_Records from a collection_
/---

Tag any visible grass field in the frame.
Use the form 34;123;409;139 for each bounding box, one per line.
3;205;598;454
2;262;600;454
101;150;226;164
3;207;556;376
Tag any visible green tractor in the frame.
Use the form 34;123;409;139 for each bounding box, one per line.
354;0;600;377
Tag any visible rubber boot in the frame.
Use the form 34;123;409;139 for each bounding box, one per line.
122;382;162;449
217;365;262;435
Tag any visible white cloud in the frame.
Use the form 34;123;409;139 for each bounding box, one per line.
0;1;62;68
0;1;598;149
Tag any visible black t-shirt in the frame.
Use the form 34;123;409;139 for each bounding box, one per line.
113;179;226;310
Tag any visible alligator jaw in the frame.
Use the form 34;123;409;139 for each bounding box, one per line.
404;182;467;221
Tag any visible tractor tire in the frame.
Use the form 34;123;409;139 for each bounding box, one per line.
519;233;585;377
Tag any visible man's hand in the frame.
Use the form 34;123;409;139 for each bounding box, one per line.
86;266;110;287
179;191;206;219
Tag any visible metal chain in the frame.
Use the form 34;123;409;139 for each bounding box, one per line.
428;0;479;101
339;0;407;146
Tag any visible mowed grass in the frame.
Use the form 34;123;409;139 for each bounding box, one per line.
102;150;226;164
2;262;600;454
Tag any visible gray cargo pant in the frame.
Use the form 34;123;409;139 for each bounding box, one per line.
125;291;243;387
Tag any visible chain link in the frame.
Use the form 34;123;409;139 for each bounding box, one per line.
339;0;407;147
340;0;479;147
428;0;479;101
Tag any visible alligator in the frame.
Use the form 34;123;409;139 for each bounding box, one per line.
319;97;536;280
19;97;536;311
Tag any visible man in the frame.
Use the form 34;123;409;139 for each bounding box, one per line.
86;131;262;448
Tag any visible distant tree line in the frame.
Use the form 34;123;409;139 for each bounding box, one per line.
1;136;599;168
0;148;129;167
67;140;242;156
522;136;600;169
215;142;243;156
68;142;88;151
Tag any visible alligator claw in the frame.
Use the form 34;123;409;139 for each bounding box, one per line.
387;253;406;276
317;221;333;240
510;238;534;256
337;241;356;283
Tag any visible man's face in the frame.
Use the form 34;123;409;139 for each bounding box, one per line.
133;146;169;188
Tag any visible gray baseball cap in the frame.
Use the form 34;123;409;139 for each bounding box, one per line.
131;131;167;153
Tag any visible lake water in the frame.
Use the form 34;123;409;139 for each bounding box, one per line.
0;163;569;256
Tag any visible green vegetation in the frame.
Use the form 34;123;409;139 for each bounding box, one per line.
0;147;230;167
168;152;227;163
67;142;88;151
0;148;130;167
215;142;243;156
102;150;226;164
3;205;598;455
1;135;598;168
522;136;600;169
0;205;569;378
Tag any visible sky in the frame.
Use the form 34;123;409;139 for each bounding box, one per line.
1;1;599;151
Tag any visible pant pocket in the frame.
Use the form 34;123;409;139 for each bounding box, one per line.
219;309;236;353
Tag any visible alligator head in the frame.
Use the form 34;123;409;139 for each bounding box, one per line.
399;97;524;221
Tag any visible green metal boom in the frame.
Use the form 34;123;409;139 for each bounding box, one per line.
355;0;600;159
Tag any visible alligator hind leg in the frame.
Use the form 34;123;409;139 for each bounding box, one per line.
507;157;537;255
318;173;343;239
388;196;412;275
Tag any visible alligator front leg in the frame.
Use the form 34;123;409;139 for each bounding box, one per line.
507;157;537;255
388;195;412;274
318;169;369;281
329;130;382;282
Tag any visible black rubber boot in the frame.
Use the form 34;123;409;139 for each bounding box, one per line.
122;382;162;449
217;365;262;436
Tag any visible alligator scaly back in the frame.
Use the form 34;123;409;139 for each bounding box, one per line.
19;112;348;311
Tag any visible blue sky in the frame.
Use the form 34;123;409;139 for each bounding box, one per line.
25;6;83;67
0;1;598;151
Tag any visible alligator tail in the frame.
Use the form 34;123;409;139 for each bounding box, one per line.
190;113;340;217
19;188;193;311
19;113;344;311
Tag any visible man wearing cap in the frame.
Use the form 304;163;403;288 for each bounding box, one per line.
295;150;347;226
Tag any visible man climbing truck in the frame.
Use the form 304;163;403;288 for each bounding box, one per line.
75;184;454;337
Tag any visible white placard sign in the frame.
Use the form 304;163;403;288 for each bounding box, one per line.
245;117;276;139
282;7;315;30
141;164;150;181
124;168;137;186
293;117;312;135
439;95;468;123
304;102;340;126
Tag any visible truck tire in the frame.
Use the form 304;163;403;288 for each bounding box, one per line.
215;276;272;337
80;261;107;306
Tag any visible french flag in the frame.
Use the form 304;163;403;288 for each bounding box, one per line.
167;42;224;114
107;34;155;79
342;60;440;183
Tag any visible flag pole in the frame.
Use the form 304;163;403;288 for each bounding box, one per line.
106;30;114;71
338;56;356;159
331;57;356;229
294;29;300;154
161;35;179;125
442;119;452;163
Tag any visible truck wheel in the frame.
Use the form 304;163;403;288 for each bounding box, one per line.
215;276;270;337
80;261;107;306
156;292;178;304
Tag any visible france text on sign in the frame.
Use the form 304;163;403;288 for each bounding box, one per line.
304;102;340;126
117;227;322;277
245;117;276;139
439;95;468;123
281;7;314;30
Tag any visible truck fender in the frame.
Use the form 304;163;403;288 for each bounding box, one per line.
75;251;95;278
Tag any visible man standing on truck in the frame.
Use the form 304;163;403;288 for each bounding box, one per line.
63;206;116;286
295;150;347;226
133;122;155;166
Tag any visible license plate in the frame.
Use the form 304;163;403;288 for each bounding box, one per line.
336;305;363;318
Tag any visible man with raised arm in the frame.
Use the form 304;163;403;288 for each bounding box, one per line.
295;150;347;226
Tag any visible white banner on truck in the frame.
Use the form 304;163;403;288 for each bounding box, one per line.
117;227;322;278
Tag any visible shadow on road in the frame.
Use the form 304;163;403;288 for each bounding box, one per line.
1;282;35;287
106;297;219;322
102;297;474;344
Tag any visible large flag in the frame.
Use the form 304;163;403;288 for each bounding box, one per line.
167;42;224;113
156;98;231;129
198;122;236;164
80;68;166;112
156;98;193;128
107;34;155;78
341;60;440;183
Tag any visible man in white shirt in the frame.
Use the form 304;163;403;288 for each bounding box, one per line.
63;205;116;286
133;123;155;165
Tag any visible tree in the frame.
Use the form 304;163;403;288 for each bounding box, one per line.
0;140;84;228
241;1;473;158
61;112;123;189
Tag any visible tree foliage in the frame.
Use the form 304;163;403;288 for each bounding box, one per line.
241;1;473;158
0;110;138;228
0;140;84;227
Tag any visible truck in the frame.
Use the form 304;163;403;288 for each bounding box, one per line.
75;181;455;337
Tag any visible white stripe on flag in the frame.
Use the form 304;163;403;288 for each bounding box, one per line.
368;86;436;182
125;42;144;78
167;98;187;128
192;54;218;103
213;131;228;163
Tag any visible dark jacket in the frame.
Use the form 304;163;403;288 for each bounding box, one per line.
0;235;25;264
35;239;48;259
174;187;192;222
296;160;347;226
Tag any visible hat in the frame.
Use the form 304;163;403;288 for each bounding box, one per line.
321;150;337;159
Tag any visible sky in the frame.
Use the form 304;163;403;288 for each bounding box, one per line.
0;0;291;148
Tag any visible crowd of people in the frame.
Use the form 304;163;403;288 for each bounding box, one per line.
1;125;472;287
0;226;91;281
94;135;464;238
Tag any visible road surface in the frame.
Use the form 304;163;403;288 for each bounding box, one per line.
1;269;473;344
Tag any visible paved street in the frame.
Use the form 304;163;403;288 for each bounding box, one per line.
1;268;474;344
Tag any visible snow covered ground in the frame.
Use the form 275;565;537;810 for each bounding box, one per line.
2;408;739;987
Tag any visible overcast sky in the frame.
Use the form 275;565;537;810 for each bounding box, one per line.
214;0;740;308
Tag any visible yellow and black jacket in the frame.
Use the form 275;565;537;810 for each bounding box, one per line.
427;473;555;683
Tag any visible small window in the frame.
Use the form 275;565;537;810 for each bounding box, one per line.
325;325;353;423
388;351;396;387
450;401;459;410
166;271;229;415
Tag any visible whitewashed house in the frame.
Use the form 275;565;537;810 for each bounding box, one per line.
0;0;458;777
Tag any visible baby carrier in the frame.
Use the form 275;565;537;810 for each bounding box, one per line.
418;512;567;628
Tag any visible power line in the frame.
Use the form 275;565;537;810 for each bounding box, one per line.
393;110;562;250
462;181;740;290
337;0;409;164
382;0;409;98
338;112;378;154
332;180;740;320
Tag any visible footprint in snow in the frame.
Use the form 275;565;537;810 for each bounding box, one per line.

\---

_Directions_
Identify every line above that includes the word "sign", and show those lines.

_Task result_
Tag any visible white placard sign in the frame.
Tag any visible france text on sign in the frame.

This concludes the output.